> **PASSAGE TO READ**
## BEGIN

In my own country the naïve belief on the part of many that the United States can only do good in the world meant that many of us who spoke against the impending invasion of Iraq were labeled unpatriotic. Now, as this unconscionable war drags on and on – costing thousands of lives due to deception and a president's blind insistence on the rightness of his course – the eyes of many have been opened. Now, a season of sober self-examination has begun. But, alas, how quickly we forget what we have learned. How easily we revert once again to blinded sight. How eagerly we wrap ourselves again in the security of old chauvinisms and certitudes and the dark comfort they afford.

Nowhere is this danger more present than in the life of the church with its built in bias toward the past and the continuum of tradition regarded as fixed and immutable. Of course, tradition itself is made up of a series of provocative inbreakings of divine outrageousness focused for us as Christians in the scandal of the Incarnation: God's pitching his tent and dwelling among us, as one of us, in the person of Jesus, paradoxically both fully human and fully divine as the Council of Chalcedon declared in 451.

## END

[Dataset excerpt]
## BEGIN

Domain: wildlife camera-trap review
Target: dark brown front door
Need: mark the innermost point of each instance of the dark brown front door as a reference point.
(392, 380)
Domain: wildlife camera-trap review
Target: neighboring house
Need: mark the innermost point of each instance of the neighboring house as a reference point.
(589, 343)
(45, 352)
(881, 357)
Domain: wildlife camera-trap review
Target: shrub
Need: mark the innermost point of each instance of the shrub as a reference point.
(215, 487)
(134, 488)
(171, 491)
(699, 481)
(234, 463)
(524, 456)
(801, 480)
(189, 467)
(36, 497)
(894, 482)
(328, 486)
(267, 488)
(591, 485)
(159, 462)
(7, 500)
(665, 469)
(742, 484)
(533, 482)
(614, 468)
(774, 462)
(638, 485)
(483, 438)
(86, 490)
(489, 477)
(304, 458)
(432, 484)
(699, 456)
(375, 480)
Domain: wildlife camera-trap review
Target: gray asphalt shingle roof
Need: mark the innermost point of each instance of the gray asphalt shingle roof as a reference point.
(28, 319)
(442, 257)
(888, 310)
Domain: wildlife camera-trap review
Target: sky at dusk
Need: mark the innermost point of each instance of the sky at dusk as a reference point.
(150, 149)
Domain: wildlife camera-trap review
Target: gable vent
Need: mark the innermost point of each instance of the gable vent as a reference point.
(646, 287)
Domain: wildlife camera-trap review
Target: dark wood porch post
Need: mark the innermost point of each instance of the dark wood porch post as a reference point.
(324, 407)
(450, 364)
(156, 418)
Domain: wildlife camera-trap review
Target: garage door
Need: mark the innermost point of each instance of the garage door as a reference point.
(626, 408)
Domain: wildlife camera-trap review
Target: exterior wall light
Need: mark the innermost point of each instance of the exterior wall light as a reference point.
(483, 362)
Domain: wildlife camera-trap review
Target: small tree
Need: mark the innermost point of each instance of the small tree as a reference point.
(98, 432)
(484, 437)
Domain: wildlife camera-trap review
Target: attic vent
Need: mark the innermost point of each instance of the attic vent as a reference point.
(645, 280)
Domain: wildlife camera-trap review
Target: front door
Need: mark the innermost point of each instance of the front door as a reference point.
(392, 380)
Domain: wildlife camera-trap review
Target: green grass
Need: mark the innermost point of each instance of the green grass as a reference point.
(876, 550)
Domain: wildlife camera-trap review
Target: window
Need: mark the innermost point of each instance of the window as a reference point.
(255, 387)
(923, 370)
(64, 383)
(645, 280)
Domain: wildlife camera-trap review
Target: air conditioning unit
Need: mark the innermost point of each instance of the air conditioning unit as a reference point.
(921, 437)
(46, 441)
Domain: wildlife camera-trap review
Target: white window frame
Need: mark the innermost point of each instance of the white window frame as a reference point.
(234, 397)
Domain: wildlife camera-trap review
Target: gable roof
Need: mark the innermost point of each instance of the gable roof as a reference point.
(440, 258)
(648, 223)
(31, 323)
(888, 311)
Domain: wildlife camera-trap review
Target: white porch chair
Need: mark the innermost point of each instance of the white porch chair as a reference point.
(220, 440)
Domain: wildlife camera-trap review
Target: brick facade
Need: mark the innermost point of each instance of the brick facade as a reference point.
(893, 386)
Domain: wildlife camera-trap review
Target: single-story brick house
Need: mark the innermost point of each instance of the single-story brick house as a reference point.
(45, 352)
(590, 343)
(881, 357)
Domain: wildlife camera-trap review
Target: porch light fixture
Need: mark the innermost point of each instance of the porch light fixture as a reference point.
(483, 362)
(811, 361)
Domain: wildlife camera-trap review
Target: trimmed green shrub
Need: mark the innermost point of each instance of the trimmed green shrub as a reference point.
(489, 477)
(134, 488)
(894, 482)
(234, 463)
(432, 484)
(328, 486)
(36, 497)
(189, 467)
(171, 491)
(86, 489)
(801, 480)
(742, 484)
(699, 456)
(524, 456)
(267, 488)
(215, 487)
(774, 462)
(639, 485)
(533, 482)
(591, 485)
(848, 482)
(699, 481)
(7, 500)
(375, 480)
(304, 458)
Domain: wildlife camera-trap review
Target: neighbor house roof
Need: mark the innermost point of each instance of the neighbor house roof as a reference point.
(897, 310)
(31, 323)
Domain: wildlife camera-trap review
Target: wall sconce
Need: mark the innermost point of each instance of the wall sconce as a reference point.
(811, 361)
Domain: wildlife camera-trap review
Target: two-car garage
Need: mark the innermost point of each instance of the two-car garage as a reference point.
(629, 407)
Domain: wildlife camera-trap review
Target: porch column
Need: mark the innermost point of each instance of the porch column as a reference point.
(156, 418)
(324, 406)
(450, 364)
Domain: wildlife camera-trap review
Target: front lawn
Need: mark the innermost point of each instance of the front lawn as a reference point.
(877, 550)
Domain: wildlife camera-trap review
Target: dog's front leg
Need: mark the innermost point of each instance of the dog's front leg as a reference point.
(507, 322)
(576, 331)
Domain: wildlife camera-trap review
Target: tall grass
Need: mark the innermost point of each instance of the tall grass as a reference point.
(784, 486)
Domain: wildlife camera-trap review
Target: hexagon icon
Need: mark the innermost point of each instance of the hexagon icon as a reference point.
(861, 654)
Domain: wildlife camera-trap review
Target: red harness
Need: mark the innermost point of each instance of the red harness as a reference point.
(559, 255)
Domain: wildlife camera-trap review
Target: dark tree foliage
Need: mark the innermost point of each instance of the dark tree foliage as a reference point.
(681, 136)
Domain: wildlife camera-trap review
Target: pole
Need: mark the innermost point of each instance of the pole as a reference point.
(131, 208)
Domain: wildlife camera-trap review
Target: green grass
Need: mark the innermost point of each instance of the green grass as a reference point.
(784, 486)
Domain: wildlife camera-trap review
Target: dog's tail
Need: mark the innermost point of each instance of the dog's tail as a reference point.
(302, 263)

## END

> **SET PROBLEM 1**
Answer the following questions about the passage on patriotism and church tradition.
(a) What were many of those who spoke against the impending invasion of Iraq labeled?
(b) In what setting is the danger of reverting to blinded sight said to be most present?
(c) In what year did the Council of Chalcedon make its declaration?
> **SET PROBLEM 2**
Reproduce word for word the part of the passage on patriotism and church tradition that begins at the words "In my own country" and stops after the words "comfort they afford.".

> **FINAL RESULT 1**
(a) Unpatriotic.
(b) In the life of the church.
(c) 451.

> **FINAL RESULT 2**
In my own country the naïve belief on the part of many that the United States can only do good in the world meant that many of us who spoke against the impending invasion of Iraq were labeled unpatriotic. Now, as this unconscionable war drags on and on – costing thousands of lives due to deception and a president's blind insistence on the rightness of his course – the eyes of many have been opened. Now, a season of sober self-examination has begun. But, alas, how quickly we forget what we have learned. How easily we revert once again to blinded sight. How eagerly we wrap ourselves again in the security of old chauvinisms and certitudes and the dark comfort they afford.